(Dataset excerpt)
....

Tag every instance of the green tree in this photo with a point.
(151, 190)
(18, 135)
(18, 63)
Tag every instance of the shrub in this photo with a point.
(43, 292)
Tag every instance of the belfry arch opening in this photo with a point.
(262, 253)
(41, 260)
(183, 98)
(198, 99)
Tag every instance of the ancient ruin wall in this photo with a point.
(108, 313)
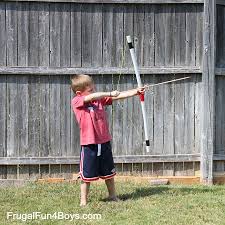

....

▶ _YOUR TASK_: Copy out each line of the entries above word for word, leaving out the pictures.

▶ _IN RESPONSE_:
Tag every instance of the green tree in this photo with a point.
(151, 190)
(18, 135)
(18, 63)
Tag every instance of the shrub in this photo with a point.
(43, 292)
Tag every instance of the belfry arch opening in this photo with a point.
(262, 253)
(41, 260)
(183, 98)
(198, 99)
Tag every instance of the ancient ruin wall in this photo with a point.
(108, 313)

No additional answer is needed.